● **AIM OF THE EXERCISE**:
Return every line of the records below word for word, leaving the pictures out of your answer.
** start WORKING DATA **
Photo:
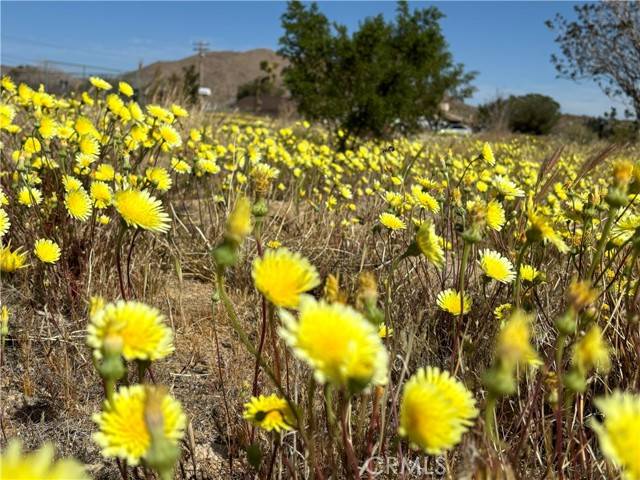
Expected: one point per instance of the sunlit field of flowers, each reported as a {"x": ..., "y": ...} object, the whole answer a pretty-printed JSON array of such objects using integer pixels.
[{"x": 196, "y": 295}]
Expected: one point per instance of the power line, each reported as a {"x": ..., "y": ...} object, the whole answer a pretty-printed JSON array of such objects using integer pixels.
[{"x": 201, "y": 47}]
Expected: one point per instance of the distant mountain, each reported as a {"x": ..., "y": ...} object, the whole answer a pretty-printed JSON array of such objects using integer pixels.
[{"x": 223, "y": 72}]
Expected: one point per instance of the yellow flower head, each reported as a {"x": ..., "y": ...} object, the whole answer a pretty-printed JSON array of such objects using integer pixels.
[
  {"x": 507, "y": 187},
  {"x": 495, "y": 215},
  {"x": 435, "y": 411},
  {"x": 503, "y": 311},
  {"x": 623, "y": 172},
  {"x": 29, "y": 196},
  {"x": 591, "y": 352},
  {"x": 138, "y": 329},
  {"x": 429, "y": 243},
  {"x": 528, "y": 273},
  {"x": 269, "y": 412},
  {"x": 32, "y": 145},
  {"x": 282, "y": 276},
  {"x": 125, "y": 89},
  {"x": 487, "y": 154},
  {"x": 48, "y": 127},
  {"x": 262, "y": 176},
  {"x": 47, "y": 251},
  {"x": 513, "y": 346},
  {"x": 89, "y": 146},
  {"x": 38, "y": 465},
  {"x": 581, "y": 294},
  {"x": 178, "y": 111},
  {"x": 619, "y": 433},
  {"x": 100, "y": 194},
  {"x": 10, "y": 261},
  {"x": 160, "y": 113},
  {"x": 99, "y": 83},
  {"x": 78, "y": 204},
  {"x": 124, "y": 430},
  {"x": 5, "y": 224},
  {"x": 159, "y": 177},
  {"x": 71, "y": 183},
  {"x": 496, "y": 266},
  {"x": 139, "y": 209},
  {"x": 338, "y": 342},
  {"x": 391, "y": 221},
  {"x": 170, "y": 136},
  {"x": 239, "y": 221},
  {"x": 449, "y": 300},
  {"x": 104, "y": 172}
]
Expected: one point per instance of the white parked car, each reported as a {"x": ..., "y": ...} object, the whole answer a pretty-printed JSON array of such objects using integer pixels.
[{"x": 456, "y": 129}]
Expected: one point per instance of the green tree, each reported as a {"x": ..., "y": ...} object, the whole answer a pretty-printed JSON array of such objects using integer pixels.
[
  {"x": 383, "y": 77},
  {"x": 533, "y": 113},
  {"x": 190, "y": 84},
  {"x": 602, "y": 44}
]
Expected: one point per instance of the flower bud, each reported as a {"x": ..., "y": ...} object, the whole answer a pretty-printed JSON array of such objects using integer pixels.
[
  {"x": 566, "y": 324},
  {"x": 575, "y": 381}
]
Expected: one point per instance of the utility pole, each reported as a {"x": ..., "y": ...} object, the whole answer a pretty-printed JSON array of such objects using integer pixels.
[{"x": 201, "y": 47}]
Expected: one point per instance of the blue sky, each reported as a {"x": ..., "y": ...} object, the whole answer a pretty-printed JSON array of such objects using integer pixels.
[{"x": 506, "y": 42}]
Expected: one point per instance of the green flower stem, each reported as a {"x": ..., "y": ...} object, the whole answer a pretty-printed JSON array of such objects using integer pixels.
[
  {"x": 458, "y": 318},
  {"x": 560, "y": 343},
  {"x": 603, "y": 240},
  {"x": 235, "y": 323},
  {"x": 109, "y": 387},
  {"x": 518, "y": 285},
  {"x": 466, "y": 251},
  {"x": 489, "y": 417}
]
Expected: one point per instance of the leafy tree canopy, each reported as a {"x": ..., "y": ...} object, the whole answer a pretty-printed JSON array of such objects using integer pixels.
** end WORKING DATA **
● **ANSWER TO THIS EXERCISE**:
Photo:
Expected: one point per instance of the sunlit field of flowers, each reported as a {"x": ..., "y": ...} object, the whole answer a pretty-printed JSON array of such objects using integer pixels.
[{"x": 196, "y": 295}]
Expected: one point per instance of the power line, each reported as a {"x": ..., "y": ...} object, the whole answer a pretty-printed JSON array of such objects using integer pixels.
[{"x": 201, "y": 47}]
Expected: one point per instance of the distant mountain, each reported as a {"x": ..., "y": ...} object, the whole answer a pretty-printed JSON array of such objects using integer pixels.
[{"x": 223, "y": 72}]
Expected: one point per instance of the yellow flower head, each reported as a {"x": ..., "y": ...} object, the whole answer a pretty-printed JSON array of such objects using integer pixels.
[
  {"x": 507, "y": 187},
  {"x": 495, "y": 215},
  {"x": 435, "y": 411},
  {"x": 503, "y": 311},
  {"x": 623, "y": 172},
  {"x": 29, "y": 196},
  {"x": 591, "y": 352},
  {"x": 138, "y": 329},
  {"x": 429, "y": 243},
  {"x": 528, "y": 273},
  {"x": 269, "y": 412},
  {"x": 32, "y": 145},
  {"x": 282, "y": 276},
  {"x": 125, "y": 89},
  {"x": 487, "y": 154},
  {"x": 48, "y": 127},
  {"x": 262, "y": 176},
  {"x": 47, "y": 251},
  {"x": 513, "y": 346},
  {"x": 89, "y": 146},
  {"x": 38, "y": 465},
  {"x": 581, "y": 294},
  {"x": 178, "y": 111},
  {"x": 619, "y": 433},
  {"x": 100, "y": 194},
  {"x": 10, "y": 261},
  {"x": 160, "y": 113},
  {"x": 99, "y": 83},
  {"x": 78, "y": 204},
  {"x": 124, "y": 430},
  {"x": 5, "y": 224},
  {"x": 159, "y": 177},
  {"x": 71, "y": 183},
  {"x": 496, "y": 266},
  {"x": 139, "y": 209},
  {"x": 338, "y": 342},
  {"x": 391, "y": 221},
  {"x": 170, "y": 136},
  {"x": 239, "y": 221},
  {"x": 449, "y": 300},
  {"x": 104, "y": 172}
]
Expected: one point per instance of the white parked car, each reported as a {"x": ..., "y": ...} object, the whole answer a pretty-printed JSON array of such objects using integer pixels.
[{"x": 456, "y": 129}]
Expected: one point per instance of the green tree, each reported as a {"x": ..., "y": ...} object, the whole answer a pretty-printed JSON array of such objects using integer pixels.
[
  {"x": 383, "y": 77},
  {"x": 533, "y": 113},
  {"x": 190, "y": 84},
  {"x": 602, "y": 44}
]
Expected: one point per instance of the flower bud, each reported as a {"x": ..., "y": ...} object, the whole answer a pretty-printed JSON array of such objects using integer pixels.
[
  {"x": 566, "y": 324},
  {"x": 575, "y": 381}
]
Expected: one point per instance of the utility pole, each reported as a {"x": ..., "y": ...} object, the whole answer a pretty-printed JSON array of such objects using integer pixels.
[{"x": 201, "y": 47}]
Expected: one point per instance of the blue sky, each reported as a {"x": ..., "y": ...} object, the whole answer a pretty-printed JSON array of such objects using integer pixels.
[{"x": 506, "y": 42}]
Expected: one point per instance of the green flower stem, each reported as a {"x": ..., "y": ...} object, the whole answer a pretty-printed JSON array of such objects using integer pixels.
[
  {"x": 458, "y": 318},
  {"x": 560, "y": 343},
  {"x": 603, "y": 240},
  {"x": 235, "y": 323},
  {"x": 109, "y": 387},
  {"x": 518, "y": 285},
  {"x": 466, "y": 251},
  {"x": 489, "y": 417}
]
Expected: one point per instance of the leafy tree canopy, each reported as a {"x": ..., "y": ...} object, the whole answer a pretty-printed JSON array of such objects using integer pixels.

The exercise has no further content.